Your goal: Pick up the passage about nonprofit news sites and their search for financial sustainability, and continue it from its final sentence.

Source passage:
BEGIN

NPQ has recently wandered over some of the ground covered by the latest report by the John S. and James L. Knight Foundation, Gaining Ground: How Nonprofit News Ventures Seek Sustainability, in a number of ways. First, we took up some of the findings in our recent journal article, “A Field of Toddlers: Nonprofit News Sites.” Secondly, NPQ is, of course, a part of that field, though not one of the groups supported by or studied by Knight, and our perspective makes us particularly familiar with what is being discussed.
I am personally familiar with what it takes to make a news site financially sustainable, and I can state with some authority that I have not got what it takes. For that, NPQ had to hire a publisher who, even with an extensive track record in similar endeavors, has had to experiment and poke and prod our revenue streams (or trickles) until they began to flow.

END

Dataset entries:
BEGIN

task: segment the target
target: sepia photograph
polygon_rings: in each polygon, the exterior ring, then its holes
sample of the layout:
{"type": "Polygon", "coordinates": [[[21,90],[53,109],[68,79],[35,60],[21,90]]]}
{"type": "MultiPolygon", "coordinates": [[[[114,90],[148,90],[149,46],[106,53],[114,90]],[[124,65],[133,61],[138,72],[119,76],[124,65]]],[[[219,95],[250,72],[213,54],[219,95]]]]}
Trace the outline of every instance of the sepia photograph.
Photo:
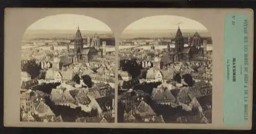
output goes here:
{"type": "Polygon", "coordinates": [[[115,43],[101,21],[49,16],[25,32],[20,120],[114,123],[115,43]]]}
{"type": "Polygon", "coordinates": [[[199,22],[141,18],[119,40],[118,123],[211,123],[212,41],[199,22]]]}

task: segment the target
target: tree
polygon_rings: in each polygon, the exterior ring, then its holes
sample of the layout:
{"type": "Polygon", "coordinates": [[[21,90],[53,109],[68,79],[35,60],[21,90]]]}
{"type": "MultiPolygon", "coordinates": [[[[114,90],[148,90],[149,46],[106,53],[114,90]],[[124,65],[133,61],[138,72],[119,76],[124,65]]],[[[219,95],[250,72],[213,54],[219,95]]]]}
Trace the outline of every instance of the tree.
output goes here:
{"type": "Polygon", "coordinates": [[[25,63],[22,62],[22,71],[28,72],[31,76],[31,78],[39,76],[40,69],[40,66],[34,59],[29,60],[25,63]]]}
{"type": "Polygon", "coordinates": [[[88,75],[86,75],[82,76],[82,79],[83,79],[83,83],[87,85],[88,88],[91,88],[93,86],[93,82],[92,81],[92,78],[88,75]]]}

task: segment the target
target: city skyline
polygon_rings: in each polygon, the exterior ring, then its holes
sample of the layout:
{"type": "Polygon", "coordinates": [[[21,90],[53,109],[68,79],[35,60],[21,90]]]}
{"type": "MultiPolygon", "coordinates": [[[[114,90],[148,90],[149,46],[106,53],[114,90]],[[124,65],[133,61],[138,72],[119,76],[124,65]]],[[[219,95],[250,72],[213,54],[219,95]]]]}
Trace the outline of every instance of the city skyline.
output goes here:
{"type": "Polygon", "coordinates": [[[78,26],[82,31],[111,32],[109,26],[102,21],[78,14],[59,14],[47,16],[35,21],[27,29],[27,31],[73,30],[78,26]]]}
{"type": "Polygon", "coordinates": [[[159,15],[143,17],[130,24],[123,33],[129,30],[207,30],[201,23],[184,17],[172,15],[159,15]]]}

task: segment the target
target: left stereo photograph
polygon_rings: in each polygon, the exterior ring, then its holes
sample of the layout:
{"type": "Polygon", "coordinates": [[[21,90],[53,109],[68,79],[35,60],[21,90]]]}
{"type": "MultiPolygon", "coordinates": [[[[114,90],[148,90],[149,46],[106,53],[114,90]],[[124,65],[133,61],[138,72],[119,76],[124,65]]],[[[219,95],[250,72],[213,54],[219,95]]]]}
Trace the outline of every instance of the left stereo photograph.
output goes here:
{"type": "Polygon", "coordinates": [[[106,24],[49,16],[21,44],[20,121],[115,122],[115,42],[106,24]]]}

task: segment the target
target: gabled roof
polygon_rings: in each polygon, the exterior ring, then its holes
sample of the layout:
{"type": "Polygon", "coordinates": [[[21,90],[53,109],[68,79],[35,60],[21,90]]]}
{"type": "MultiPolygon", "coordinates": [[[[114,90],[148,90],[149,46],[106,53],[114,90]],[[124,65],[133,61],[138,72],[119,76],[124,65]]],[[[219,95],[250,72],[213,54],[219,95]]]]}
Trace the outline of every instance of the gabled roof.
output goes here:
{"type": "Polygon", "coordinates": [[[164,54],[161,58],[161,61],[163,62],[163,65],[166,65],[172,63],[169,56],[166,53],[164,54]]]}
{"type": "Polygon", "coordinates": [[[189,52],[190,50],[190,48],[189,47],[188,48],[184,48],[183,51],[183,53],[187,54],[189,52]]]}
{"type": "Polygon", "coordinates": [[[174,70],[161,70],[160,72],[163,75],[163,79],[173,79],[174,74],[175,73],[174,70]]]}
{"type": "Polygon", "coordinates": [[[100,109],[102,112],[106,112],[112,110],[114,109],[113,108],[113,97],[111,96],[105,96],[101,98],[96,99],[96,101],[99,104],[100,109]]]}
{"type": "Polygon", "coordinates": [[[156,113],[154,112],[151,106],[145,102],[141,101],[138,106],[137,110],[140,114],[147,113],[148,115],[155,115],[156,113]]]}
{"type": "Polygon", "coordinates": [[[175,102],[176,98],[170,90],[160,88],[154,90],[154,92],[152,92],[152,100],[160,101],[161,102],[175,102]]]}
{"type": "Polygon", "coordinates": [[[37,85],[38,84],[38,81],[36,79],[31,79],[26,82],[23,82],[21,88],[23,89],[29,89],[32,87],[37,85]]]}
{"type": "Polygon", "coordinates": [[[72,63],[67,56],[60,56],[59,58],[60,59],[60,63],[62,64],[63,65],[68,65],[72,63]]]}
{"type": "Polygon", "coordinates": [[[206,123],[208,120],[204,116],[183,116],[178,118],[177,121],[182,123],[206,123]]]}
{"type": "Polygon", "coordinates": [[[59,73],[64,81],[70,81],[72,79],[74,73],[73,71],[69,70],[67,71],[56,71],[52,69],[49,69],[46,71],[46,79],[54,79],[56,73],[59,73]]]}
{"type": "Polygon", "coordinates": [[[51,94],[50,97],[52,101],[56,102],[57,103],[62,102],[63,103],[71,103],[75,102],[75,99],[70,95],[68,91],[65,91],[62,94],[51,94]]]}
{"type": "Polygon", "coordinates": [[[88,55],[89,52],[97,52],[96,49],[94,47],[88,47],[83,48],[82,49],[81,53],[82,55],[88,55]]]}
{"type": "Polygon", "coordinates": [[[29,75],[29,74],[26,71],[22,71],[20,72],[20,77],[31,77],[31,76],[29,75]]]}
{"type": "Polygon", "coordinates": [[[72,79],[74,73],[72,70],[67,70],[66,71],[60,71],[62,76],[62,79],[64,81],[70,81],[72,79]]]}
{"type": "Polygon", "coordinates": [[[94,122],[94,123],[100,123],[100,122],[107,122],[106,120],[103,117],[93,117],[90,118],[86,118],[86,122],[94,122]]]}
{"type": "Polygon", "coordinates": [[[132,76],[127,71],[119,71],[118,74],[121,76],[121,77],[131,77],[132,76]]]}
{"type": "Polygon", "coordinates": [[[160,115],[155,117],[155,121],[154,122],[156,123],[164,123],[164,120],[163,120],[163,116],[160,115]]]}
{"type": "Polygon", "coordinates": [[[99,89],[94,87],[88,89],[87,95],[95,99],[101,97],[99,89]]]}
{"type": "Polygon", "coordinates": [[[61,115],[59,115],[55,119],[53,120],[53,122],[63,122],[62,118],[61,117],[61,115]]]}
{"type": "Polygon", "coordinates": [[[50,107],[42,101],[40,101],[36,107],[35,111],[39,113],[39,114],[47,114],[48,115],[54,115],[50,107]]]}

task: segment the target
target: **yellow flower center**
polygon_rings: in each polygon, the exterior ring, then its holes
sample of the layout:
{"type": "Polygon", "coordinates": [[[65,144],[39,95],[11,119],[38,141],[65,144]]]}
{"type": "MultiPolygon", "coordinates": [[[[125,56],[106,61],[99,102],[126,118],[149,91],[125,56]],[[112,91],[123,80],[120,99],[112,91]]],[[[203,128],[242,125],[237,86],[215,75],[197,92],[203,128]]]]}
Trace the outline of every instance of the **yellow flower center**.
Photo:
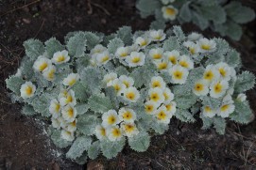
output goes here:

END

Answer to this task:
This brings me to my point: Without a sufficiently big (for us) dose of capital to allow NPQ to hire a publisher and provide him with the tools and running room he needed, we would not have had a chance to turn the corner we knew was there but could not reach. In other words, NPQ had access to “patient” capital—multi-year and dependent upon a sound business plan. The plan alone was insufficient; capital by itself would have been insufficient, too. Both together were hard won and created a window that we have to get through before it closes.
The 20 news sites that Knight tracked for this 2011–2013 report are local, statewide, or regional. Their focuses differ: a few are political junkie hangouts, some concentrate on local news and information, and some are heavy-duty investigative. Their budgets range from $34,000 to more than $7 million.
So, what can we learn from such a diverse field? A lot. Here are the groups that were studied, broken up into two groups—statewide or regional, and local—so readers can get a sense of budget size:
Once we look at the budgets, we have to look at how they are composed. I was particularly taken with the graphs on earned revenue composition, because the mix for each group is so individual and because that, along with donations, is what will provide most of the groups with sustainability, since it is often unwise to count on the constancy of foundations over time.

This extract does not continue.